3. The pyruvate dehydrogenase complex (PDC) catalyzes the conversion of pyruvate to acetyl-CoA, a substrate for the Krebs (citric acid) cycle. The rate of pyruvate conversion is greatly reduced in individuals with PDC deficiency, a rare disorder.
(a.) Identify the cellular location where PDC is most active.
(b.) Make a claim about how PDC deficiency affects the amount of NADH produced by glycolysis AND the amount of NADH produced by the Krebs (citric acid) cycle in a cell. Provide reasoning to support your claims based on the position of the PDC-catalyzed rection in the sequence of the cellular respiration pathway.
(c.) PDC deficiency is caused by mutations in the PDHA1 gene, which is located on the X chromosome. A male with PDC deficiency and a homozygous female with no family history of PDC deficiency have male offspring. Calculate the probability that the male offspring will have PDC deficiency.
A: PDC is most active in the mitochondria.
B: PDC deficiency will cause NADH production to decrease because there will be less energy.
C: Xh Y The male offspring have
XH XHXh XHY a 0% increase of having a PDC deficiency
XH XHXh XHY
Question 3
Note: Student samples are quoted verbatim and may contain spelling and grammatical errors.

- _Data shown_:
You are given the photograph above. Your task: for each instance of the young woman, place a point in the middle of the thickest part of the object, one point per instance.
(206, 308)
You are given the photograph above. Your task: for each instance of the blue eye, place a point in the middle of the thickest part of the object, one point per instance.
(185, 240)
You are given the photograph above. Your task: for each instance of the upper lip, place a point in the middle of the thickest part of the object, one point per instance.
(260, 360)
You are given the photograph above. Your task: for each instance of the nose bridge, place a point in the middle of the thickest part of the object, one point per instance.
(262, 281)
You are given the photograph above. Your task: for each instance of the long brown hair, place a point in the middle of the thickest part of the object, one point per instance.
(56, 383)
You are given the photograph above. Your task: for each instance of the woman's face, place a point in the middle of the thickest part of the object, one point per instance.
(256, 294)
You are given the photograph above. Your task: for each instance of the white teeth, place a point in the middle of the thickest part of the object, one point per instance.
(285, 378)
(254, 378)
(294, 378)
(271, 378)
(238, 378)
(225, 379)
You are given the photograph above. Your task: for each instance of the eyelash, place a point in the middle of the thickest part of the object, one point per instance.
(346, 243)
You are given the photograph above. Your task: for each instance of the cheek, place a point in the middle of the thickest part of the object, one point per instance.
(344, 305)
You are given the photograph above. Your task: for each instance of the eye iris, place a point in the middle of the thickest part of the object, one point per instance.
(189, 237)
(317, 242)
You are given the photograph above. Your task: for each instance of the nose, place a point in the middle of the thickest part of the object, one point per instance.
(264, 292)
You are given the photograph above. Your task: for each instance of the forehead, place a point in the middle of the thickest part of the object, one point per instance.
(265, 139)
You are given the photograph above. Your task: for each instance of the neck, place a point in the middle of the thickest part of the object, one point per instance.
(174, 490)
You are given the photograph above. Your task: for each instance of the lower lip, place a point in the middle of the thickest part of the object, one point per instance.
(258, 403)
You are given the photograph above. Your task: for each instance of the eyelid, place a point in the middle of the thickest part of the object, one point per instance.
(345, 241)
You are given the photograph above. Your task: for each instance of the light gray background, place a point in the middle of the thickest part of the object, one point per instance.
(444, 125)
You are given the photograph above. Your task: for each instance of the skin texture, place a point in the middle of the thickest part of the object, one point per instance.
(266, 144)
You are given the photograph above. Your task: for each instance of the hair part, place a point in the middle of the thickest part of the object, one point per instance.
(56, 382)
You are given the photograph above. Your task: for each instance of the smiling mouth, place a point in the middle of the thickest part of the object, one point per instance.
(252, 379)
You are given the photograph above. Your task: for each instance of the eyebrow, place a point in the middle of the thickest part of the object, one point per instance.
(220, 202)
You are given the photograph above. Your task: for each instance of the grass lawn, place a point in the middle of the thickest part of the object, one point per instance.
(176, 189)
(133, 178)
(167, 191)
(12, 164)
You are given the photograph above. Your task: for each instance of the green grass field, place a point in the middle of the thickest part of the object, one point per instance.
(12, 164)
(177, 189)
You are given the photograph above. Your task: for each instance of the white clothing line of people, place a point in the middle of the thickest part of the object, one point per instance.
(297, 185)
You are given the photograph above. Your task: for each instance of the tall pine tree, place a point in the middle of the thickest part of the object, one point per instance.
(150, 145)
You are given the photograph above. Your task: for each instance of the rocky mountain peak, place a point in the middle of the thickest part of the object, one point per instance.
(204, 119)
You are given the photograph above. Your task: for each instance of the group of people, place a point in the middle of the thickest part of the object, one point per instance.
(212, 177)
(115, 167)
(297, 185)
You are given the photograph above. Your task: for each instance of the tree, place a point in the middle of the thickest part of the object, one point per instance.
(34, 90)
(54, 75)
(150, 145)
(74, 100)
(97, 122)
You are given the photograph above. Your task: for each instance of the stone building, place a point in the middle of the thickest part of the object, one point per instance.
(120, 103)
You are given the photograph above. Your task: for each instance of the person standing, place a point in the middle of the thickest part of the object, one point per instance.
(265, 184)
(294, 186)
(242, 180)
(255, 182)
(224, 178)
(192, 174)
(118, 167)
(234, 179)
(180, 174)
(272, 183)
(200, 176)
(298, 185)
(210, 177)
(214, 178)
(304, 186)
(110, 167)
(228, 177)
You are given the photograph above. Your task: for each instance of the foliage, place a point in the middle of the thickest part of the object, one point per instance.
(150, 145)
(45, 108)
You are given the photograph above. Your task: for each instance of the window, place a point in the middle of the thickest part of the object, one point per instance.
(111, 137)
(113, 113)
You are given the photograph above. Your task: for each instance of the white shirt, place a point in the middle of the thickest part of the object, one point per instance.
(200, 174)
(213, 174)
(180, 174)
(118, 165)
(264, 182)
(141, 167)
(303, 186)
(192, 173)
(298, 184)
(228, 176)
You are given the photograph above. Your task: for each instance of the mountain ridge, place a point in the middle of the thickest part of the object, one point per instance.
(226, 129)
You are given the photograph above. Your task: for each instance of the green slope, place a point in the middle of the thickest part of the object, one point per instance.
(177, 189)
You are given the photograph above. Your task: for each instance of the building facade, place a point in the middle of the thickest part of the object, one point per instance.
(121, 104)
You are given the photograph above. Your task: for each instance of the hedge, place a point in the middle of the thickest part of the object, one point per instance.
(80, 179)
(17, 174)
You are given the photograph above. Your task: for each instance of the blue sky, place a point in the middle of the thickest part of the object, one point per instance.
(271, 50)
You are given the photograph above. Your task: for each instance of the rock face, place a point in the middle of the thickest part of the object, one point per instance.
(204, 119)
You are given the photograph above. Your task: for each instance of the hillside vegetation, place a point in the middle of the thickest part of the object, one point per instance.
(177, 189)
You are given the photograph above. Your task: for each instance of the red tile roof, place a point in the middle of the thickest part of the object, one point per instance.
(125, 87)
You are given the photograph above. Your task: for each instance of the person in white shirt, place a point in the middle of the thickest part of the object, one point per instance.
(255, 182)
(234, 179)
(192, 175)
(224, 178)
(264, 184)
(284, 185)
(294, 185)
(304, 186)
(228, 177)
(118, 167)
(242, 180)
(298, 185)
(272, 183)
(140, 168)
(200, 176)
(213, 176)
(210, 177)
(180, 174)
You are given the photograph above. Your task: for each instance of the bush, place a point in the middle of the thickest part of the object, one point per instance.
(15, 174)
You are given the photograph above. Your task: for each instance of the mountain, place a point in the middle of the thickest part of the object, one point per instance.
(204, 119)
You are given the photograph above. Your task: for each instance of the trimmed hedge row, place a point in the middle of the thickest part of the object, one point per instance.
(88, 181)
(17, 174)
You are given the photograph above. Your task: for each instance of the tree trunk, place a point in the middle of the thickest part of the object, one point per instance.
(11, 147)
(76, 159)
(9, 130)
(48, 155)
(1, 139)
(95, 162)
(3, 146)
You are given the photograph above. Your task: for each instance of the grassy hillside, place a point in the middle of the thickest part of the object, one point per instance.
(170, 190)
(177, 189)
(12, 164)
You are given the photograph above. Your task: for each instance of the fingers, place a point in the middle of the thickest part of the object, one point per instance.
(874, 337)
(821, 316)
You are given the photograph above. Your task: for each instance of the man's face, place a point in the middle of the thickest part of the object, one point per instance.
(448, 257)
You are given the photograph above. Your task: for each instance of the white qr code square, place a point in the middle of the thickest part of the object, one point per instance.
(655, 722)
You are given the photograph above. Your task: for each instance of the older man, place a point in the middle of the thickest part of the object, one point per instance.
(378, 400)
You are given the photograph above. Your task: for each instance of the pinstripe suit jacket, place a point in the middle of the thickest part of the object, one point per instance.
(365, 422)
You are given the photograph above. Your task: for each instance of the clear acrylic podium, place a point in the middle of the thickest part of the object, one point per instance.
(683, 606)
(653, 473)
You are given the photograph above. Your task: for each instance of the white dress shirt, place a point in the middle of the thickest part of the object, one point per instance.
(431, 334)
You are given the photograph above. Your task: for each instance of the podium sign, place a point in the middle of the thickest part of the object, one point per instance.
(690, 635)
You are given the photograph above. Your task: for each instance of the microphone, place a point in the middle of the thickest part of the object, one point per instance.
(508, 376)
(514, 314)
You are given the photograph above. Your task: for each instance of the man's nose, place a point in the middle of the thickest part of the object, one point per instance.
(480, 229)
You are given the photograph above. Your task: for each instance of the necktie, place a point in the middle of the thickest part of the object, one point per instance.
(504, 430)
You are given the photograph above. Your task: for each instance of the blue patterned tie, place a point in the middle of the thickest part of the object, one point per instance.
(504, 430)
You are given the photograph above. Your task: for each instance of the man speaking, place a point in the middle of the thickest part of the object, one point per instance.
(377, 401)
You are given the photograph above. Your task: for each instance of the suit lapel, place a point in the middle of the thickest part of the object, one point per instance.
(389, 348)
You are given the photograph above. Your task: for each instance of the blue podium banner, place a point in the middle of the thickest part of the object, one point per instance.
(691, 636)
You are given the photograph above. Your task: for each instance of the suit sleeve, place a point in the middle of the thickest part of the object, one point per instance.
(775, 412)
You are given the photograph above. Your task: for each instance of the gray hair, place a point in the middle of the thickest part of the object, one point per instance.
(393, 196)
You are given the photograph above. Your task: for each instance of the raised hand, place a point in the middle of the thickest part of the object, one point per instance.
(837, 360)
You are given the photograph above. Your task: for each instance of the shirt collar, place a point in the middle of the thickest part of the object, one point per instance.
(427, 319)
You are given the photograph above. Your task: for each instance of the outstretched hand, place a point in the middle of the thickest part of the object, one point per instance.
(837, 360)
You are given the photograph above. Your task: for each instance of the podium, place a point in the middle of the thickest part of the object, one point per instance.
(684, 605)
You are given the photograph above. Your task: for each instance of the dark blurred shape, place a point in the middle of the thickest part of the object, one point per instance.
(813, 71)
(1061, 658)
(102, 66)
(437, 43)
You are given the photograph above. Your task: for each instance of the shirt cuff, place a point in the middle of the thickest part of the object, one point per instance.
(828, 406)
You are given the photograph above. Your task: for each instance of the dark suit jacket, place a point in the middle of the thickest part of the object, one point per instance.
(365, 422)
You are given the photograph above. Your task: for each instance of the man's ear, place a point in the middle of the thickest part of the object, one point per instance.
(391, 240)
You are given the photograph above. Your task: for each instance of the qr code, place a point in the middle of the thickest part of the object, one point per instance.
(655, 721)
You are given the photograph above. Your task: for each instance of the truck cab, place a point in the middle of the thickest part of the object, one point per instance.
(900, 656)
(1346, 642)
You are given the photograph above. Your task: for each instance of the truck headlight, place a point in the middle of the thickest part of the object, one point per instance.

- _Activity_: Reproduce the passage on PDC deficiency word for word. Begin at the words "C: Xh Y The" and stop after "and grammatical errors.". The listing was taken from a different source than the text.

- _Result of the exercise_:
C: Xh Y The male offspring have
XH XHXh XHY a 0% increase of having a PDC deficiency
XH XHXh XHY
Question 3
Note: Student samples are quoted verbatim and may contain spelling and grammatical errors.